**Task prompt**: Pick out each line in the listing below that contains the word "waterfront" and copy it in full.

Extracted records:
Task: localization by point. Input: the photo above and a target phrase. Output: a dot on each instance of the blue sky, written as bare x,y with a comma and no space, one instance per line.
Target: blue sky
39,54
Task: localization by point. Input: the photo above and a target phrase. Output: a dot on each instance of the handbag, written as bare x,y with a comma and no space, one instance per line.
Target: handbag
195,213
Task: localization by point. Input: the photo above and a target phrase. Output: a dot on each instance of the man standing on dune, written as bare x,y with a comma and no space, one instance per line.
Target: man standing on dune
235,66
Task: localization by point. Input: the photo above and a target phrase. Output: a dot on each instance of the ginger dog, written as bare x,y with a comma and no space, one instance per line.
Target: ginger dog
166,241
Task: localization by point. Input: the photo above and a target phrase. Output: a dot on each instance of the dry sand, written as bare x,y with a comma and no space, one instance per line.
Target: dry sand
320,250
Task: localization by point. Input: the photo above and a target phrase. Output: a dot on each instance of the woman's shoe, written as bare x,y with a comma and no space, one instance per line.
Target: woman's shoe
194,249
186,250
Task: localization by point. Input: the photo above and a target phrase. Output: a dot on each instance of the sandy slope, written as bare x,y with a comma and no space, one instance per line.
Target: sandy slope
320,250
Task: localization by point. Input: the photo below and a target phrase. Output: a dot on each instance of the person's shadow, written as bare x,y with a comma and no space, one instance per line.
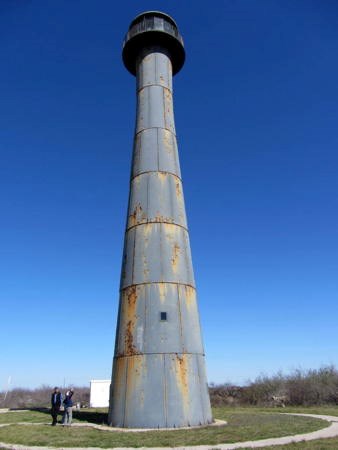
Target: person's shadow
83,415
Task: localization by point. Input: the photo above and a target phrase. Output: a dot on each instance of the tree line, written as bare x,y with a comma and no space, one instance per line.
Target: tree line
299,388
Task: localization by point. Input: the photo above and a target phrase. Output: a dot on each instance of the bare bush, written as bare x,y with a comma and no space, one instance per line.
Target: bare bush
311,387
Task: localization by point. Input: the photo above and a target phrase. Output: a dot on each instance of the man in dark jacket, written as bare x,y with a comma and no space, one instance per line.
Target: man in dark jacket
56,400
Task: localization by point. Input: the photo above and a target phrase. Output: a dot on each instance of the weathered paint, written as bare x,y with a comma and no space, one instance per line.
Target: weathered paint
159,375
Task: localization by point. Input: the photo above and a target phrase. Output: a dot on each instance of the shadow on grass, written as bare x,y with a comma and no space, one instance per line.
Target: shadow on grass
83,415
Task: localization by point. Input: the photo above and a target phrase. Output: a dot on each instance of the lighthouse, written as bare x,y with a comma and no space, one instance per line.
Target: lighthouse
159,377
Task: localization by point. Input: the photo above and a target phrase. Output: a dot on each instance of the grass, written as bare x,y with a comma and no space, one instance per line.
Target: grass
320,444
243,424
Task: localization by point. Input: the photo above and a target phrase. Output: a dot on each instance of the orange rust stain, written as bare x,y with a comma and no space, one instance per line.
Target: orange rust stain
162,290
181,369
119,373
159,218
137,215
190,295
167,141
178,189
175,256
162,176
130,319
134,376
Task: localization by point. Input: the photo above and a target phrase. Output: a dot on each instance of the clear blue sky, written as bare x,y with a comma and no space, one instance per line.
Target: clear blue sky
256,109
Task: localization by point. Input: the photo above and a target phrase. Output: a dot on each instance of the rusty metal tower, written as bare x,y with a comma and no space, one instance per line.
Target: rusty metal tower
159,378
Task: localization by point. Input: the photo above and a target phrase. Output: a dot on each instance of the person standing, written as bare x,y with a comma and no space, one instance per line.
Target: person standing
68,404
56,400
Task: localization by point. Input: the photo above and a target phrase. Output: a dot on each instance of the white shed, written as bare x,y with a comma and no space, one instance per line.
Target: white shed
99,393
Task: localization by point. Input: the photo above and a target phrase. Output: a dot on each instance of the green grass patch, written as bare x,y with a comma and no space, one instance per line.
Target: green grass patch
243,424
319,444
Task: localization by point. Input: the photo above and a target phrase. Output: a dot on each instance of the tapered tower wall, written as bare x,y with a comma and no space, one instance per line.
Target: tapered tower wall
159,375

--

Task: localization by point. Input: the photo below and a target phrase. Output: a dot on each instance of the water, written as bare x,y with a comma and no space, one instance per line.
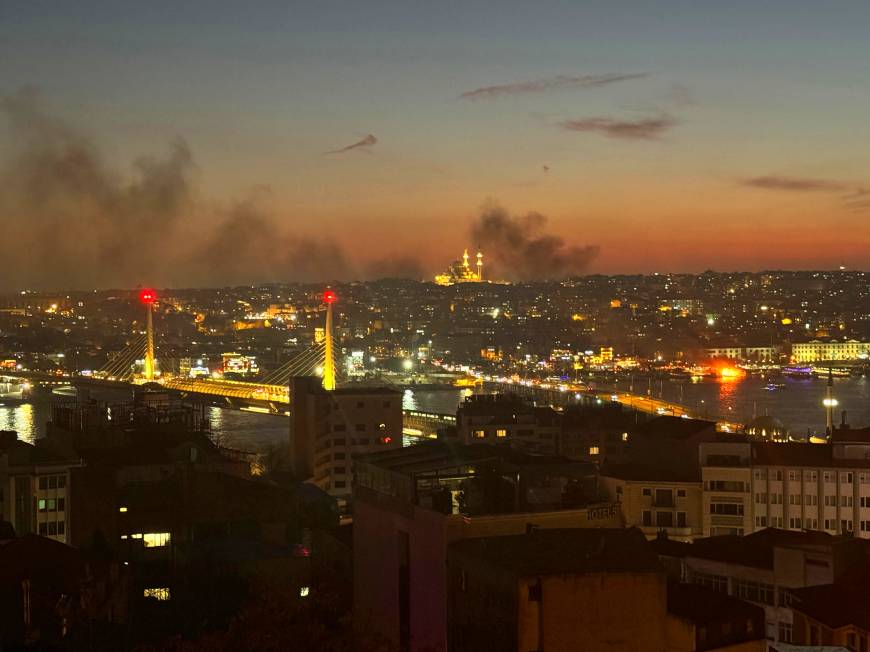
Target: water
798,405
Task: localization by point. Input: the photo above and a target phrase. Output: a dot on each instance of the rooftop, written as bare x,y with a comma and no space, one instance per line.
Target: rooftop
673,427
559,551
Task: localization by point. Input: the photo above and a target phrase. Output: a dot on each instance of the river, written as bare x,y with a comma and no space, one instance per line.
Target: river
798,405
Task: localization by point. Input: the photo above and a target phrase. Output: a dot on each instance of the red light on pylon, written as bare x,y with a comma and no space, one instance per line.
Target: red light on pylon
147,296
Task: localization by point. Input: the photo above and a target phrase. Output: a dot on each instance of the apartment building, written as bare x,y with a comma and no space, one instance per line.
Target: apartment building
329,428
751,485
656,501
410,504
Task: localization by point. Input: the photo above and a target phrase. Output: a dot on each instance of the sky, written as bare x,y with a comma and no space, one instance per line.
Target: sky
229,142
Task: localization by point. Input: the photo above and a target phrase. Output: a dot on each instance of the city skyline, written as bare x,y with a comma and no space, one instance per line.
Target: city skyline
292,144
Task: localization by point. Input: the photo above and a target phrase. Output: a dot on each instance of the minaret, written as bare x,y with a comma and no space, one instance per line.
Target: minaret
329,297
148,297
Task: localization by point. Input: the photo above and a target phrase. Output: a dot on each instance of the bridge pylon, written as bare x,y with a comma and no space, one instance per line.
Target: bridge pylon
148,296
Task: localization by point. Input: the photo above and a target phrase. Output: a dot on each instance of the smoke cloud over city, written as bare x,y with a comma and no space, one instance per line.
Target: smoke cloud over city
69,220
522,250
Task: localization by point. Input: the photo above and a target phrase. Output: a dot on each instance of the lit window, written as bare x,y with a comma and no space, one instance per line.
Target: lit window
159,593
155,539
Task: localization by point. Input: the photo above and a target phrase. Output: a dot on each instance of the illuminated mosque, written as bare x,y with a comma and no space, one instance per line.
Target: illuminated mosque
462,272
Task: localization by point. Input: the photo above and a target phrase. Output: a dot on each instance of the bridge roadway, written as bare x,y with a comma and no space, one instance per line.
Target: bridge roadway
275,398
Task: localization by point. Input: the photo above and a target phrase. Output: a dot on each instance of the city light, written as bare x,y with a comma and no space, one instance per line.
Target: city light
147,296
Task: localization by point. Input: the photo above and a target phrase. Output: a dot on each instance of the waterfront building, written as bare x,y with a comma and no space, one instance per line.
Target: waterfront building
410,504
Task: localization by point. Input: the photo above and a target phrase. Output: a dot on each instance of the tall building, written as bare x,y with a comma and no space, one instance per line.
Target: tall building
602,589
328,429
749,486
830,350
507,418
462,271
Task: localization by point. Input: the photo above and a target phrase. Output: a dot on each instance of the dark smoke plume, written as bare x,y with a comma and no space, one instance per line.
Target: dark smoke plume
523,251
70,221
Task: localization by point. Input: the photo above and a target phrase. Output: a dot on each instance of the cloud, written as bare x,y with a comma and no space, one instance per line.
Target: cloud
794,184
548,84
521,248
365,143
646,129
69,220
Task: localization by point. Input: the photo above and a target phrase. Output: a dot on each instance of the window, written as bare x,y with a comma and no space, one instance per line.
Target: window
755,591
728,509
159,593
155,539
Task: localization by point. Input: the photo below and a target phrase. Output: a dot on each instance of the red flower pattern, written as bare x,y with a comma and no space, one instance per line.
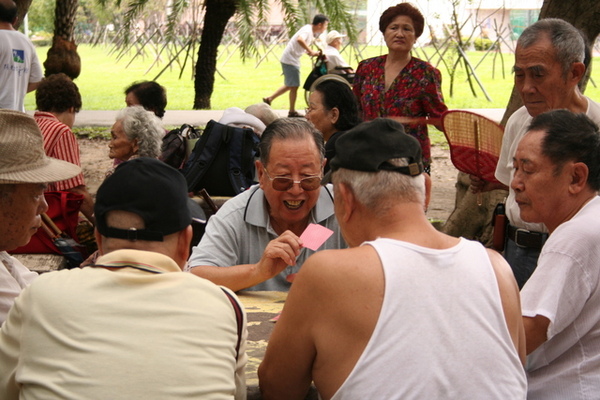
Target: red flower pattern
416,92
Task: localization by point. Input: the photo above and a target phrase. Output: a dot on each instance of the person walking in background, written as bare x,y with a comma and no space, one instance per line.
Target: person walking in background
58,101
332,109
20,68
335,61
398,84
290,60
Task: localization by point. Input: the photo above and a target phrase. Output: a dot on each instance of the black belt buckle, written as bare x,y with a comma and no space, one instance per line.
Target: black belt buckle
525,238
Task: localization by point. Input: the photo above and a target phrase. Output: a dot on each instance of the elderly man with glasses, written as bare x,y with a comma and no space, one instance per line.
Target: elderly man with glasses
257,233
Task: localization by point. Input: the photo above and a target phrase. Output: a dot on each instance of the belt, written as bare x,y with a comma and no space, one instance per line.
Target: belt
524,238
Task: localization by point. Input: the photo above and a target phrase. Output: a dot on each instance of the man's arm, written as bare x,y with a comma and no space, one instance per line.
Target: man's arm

--

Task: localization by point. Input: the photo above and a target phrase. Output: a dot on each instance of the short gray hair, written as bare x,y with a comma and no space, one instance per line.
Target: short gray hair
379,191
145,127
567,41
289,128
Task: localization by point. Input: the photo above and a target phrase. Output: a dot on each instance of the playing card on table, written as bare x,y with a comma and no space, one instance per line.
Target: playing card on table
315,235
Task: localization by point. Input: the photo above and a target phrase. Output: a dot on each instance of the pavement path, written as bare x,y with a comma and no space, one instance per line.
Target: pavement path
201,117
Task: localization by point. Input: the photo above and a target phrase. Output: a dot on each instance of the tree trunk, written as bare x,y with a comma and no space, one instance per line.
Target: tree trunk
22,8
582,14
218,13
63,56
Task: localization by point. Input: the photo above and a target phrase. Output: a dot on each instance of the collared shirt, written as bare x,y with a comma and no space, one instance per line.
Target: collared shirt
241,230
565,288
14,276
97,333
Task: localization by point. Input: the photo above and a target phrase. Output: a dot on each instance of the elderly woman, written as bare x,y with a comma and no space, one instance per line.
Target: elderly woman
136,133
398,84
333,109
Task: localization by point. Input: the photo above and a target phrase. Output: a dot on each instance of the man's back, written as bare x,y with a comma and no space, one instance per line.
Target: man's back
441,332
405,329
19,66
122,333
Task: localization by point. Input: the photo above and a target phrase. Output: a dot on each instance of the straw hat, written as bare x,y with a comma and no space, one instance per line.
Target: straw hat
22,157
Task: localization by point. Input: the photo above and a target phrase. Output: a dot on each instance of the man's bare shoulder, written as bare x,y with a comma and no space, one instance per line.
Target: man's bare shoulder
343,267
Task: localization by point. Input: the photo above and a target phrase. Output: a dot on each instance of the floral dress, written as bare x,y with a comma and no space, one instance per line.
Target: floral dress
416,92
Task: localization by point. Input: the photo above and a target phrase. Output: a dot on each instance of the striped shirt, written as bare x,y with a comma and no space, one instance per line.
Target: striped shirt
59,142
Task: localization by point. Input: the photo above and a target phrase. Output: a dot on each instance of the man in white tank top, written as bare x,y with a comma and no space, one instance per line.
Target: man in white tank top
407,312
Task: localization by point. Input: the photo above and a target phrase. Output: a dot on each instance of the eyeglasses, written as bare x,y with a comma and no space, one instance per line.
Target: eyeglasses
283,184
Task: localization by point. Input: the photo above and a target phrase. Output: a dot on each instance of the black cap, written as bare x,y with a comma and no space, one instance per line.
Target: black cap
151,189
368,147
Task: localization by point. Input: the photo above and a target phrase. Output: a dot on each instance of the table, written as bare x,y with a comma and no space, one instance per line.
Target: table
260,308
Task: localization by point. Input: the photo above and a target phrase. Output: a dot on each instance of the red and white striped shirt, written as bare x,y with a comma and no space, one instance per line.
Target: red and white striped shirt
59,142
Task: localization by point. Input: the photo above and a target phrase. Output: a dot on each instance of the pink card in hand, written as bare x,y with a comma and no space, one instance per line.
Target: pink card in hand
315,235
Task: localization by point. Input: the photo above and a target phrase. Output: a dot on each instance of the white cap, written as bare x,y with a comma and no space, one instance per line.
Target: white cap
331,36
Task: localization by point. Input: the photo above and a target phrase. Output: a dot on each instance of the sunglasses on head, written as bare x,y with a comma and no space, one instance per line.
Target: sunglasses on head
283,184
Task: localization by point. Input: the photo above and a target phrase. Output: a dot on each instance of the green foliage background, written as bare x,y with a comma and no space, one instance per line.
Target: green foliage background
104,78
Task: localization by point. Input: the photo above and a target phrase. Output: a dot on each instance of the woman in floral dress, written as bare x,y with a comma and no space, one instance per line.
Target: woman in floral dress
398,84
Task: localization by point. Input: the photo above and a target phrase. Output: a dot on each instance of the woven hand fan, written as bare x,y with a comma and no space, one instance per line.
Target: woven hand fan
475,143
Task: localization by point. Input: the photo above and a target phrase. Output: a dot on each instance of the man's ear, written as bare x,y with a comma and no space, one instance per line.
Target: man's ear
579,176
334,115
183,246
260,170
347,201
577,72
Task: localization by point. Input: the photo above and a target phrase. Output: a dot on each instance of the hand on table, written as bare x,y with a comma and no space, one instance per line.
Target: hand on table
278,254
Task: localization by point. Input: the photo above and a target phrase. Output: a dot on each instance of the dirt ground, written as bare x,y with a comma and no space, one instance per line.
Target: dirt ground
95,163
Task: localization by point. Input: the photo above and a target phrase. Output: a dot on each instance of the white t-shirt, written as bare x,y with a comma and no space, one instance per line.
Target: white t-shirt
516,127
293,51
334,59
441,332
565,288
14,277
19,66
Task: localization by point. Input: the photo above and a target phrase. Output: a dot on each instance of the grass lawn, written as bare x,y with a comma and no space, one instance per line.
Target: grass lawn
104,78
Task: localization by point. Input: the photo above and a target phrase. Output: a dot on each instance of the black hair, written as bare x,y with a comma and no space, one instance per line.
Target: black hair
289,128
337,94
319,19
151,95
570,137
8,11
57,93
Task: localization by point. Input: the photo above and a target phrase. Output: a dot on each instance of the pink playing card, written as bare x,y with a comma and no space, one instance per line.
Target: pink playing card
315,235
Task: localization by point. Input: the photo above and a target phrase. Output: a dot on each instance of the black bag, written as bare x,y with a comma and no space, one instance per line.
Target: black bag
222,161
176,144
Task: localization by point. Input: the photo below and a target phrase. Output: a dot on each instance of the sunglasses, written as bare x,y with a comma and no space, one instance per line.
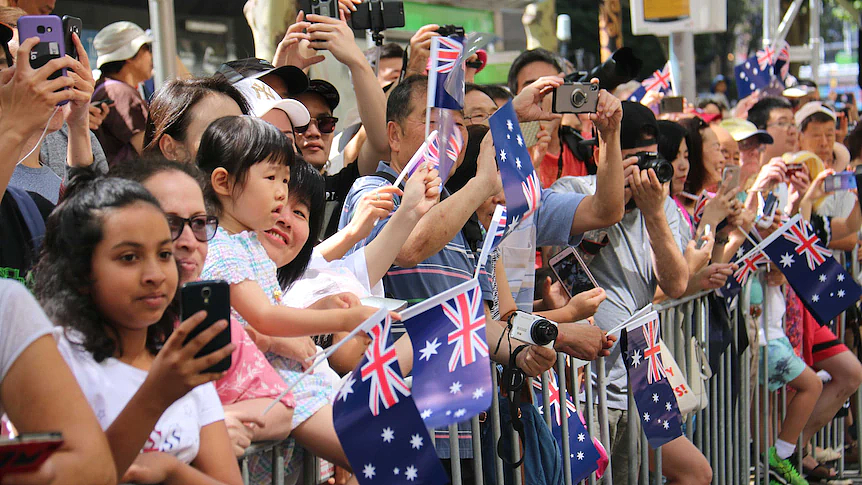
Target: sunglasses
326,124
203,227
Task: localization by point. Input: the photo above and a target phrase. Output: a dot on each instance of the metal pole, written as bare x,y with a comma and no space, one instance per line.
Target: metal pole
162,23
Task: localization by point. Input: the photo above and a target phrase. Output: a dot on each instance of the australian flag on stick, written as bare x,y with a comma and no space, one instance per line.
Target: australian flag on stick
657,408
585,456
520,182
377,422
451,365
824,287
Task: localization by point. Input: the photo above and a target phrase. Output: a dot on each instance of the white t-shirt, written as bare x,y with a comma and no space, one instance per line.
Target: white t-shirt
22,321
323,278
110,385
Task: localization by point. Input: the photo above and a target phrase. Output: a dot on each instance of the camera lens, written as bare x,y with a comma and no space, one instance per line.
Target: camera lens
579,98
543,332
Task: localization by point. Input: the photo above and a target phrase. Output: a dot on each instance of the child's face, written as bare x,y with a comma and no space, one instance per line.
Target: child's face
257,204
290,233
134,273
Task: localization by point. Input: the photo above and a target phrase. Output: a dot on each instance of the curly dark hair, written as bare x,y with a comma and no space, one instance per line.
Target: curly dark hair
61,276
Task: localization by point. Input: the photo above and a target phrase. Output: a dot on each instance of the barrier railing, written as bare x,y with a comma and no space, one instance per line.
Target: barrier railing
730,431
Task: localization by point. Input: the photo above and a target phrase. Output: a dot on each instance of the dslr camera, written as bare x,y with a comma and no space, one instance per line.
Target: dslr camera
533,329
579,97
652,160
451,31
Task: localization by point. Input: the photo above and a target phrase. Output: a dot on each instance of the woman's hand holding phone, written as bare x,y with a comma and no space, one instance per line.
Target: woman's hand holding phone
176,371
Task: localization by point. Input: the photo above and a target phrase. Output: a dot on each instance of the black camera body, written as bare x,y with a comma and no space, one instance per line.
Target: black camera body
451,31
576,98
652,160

**Answer to this exercise**:
Task: localization by point. Input: the photo above and a target phrase. Output: a dot on each instance of the waterfront building, written as bare x,y with a comma and no space, one instance per line.
Target: waterfront building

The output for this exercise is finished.